In a typical application scenario, a few things need to happen before an
actual use case (an action) can be invoked. These things will often
include the following steps (probably in that order).

* Authentication
* Authorization
* Input data sanitization
* Input data validation

We only want to invoke our action if all those steps succeed. If any of
the above steps fails, we want to send back a response that provides
details about what exactly prevented us from further processing the
request. If authentication fails, why try to authorize. If authorization
fails, why try to sanitize. And so on.

If, however, all the above steps passed, we can

* Invoke the action

Oftentimes, at this point, we're not done just yet. We have invoked our
action and we probably got back some data, but we still need to turn it
into something the caller can easily consume. If you happen to develop a
web application for example, you'll probably want to render some HTML or
some JSON.

▸ Action item A: In the passage on handling a request before invoking an action, which step comes directly after authorization in the list?
▸ Action item B: Extract the part of the passage on handling a request that starts at "In a typical" and ends at "in that order).".
▸ Action item C: Continue the passage on handling a request from the point where it stops.
These lines come from a separate source.

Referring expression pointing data
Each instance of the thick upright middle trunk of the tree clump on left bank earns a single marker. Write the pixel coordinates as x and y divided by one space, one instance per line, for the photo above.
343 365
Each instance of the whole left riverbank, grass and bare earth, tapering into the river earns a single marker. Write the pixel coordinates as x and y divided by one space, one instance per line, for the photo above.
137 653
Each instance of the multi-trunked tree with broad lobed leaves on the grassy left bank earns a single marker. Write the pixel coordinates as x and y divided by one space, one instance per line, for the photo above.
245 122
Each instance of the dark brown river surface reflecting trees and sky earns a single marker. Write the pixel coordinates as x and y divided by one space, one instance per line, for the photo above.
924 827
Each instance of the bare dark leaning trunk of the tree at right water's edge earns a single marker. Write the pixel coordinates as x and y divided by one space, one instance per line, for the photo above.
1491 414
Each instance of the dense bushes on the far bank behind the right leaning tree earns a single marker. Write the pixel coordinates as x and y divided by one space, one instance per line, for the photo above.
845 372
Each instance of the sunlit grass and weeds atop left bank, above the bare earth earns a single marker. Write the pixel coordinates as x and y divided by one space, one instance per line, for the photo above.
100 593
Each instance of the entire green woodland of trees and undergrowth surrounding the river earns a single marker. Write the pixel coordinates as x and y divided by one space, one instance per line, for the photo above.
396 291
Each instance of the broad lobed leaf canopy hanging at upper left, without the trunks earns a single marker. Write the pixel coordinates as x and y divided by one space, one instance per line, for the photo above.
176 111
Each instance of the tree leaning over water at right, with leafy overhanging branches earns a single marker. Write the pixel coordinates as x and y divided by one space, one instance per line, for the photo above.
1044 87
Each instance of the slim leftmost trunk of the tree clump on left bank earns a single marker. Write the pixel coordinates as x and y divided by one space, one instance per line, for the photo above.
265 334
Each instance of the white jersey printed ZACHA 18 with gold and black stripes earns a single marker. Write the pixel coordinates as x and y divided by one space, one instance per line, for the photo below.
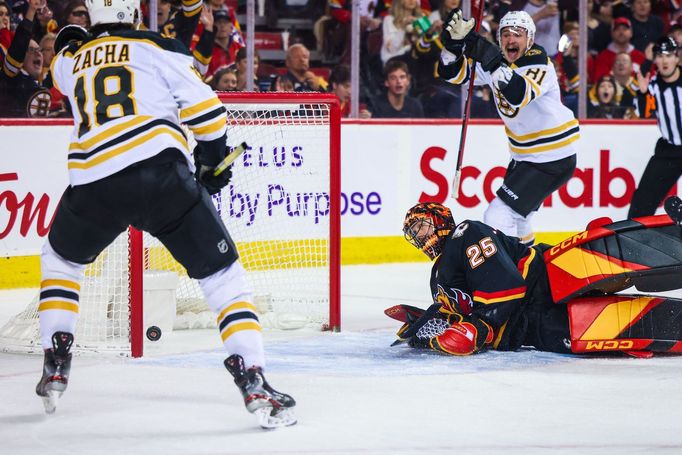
129 91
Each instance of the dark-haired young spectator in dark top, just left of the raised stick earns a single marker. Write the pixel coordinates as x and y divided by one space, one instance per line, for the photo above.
395 103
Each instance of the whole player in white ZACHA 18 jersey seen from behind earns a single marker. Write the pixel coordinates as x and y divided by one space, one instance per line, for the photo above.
129 164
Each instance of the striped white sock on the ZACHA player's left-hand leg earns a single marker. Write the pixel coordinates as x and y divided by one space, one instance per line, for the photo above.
59 294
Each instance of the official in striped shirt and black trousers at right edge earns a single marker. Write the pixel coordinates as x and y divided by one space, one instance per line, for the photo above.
665 166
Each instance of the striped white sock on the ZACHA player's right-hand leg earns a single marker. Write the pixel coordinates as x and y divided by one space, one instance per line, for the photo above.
229 296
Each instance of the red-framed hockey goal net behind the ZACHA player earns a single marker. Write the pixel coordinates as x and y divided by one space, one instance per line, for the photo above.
282 210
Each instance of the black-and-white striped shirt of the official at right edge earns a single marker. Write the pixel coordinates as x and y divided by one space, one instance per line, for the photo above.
668 97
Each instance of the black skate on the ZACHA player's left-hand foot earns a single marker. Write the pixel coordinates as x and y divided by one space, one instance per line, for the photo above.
56 368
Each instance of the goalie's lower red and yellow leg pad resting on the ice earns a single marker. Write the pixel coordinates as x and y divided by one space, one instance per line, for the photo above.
626 323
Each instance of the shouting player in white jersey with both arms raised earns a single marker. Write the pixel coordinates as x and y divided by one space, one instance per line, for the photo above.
541 131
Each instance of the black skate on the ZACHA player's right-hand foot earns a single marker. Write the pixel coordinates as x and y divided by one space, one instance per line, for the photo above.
272 408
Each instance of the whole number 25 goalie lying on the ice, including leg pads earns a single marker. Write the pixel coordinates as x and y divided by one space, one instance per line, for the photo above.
492 292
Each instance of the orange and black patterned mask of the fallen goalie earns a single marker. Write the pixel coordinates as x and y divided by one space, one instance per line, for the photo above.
426 227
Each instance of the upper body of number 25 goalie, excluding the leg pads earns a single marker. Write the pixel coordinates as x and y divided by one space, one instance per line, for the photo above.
490 291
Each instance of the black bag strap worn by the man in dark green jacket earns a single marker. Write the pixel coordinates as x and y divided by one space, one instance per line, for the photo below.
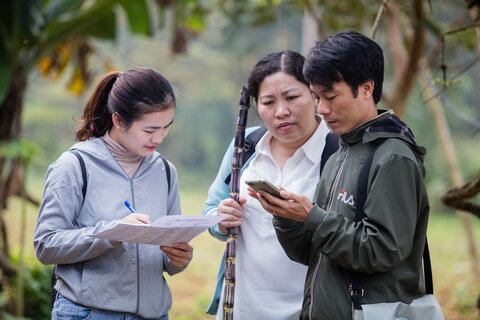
357 278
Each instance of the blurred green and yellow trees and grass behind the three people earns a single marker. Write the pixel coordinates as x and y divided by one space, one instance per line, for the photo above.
206 49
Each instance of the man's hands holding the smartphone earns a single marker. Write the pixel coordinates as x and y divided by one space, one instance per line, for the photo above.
293 206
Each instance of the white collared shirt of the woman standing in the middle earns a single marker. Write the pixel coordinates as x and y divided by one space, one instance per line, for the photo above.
268 284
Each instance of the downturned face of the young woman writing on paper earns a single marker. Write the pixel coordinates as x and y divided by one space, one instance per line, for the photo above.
146 133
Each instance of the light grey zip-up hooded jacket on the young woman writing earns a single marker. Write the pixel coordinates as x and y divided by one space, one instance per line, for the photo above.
109 275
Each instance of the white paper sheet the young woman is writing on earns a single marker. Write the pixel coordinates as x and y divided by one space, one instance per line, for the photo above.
164 231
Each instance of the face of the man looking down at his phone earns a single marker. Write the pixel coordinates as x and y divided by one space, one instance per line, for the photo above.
340 109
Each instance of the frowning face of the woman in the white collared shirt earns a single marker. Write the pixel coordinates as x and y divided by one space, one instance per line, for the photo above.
286 107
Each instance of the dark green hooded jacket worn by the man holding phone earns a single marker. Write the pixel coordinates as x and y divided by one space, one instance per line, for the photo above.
387 245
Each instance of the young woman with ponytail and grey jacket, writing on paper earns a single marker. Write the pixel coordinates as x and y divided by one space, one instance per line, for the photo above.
125 119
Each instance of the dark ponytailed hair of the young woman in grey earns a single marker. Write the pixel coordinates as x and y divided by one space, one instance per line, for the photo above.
130 95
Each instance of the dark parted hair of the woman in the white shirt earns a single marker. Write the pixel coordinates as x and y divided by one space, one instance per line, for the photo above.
289 62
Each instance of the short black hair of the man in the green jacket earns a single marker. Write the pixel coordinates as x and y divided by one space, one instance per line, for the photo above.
348 56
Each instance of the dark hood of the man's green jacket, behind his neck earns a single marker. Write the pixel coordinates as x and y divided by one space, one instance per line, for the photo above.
385 125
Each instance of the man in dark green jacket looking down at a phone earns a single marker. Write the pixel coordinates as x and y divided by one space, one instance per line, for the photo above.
345 73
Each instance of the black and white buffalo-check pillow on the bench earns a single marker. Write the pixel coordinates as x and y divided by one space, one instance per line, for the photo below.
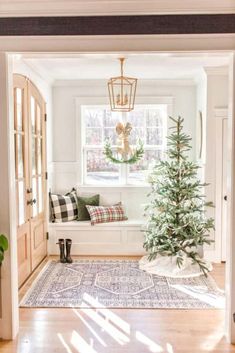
64 207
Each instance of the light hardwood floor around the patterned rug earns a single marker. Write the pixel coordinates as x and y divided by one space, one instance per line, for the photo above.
120 330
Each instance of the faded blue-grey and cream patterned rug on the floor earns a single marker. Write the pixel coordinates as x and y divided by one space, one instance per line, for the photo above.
118 284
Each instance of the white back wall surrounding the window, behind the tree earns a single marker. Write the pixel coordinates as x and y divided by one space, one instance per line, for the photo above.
65 158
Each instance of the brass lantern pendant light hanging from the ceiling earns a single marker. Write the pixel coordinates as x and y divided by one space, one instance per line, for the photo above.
122 90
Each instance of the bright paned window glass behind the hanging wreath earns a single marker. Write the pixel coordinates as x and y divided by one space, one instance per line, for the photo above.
149 123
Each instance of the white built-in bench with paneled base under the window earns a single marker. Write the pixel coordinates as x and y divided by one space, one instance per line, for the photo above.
116 238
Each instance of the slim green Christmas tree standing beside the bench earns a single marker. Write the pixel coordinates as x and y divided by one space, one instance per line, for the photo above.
177 224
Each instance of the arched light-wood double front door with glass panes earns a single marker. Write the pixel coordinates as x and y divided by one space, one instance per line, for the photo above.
30 168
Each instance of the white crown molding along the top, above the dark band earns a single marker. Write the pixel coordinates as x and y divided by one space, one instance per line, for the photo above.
112 7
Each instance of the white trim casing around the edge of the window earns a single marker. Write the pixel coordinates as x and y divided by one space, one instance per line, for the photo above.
83 101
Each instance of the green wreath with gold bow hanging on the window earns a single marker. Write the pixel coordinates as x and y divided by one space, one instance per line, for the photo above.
127 153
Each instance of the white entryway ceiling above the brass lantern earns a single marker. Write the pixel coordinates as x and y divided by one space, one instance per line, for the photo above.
102 66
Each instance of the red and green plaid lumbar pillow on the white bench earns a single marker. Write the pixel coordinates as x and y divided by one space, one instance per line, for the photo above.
102 214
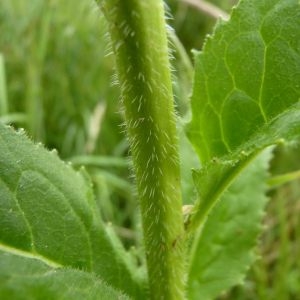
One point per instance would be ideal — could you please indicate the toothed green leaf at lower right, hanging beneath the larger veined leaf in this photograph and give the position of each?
(223, 250)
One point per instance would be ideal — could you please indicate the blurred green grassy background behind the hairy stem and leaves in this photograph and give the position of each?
(57, 81)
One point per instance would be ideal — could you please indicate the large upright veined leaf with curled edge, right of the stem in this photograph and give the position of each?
(246, 93)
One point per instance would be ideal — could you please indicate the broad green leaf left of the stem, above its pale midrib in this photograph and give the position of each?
(47, 209)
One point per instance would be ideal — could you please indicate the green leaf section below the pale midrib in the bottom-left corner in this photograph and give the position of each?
(27, 278)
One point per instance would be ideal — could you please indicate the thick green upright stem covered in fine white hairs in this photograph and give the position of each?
(139, 40)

▸ Exercise response A: Input data sanitization.

▸ Exercise response B:
In a typical application scenario, a few things need to happen before an
actual use case (an action) can be invoked. These things will often
include the following steps (probably in that order).

▸ Exercise response C:
a) If you need to return HTML, you might

* Wrap the response data in some presenter object
* Wrap the presenter in some view object
* Use that view object to render an HTML template

b) If you need to return JSON, you might just

* Pass the response data to some serializer object and dump it to JSON

To allow chaining all those steps in a declarative way, substation
provides an object called `Substation::Chain`. Its contract is dead
simple:

1. `#call(Substation::Request) => Substation::Response`
2. `#result(Substation::Response) => Substation::Response`

You typically won't be calling `Substation::Chain#result` yourself, but
having it around, allows us to use chains in *incoming handlers*,
essentially nesting chains. This makes it possible to construct one
chain up until the pivot handler, and then reuse that same chain in one
usecase that takes the response and renders HTML, and in another that
renders JSON.

To construct a chain, you need to pass an enumerable of so called
handler objects to `Substation::Chain.new`. Handlers must support two
methods:

1. `#call(<Substation::Request, Substation::Response>) => Substation::Response`
2. `#result(Substation::Response) => <Substation::Request, Substation::Response>`

### Incoming handlers

All steps required *before* processing the action will potentially
produce a new, altered, `Substation::Request`. Therefore, the object
passed to `#call` must be an instance of `Substation::Request`.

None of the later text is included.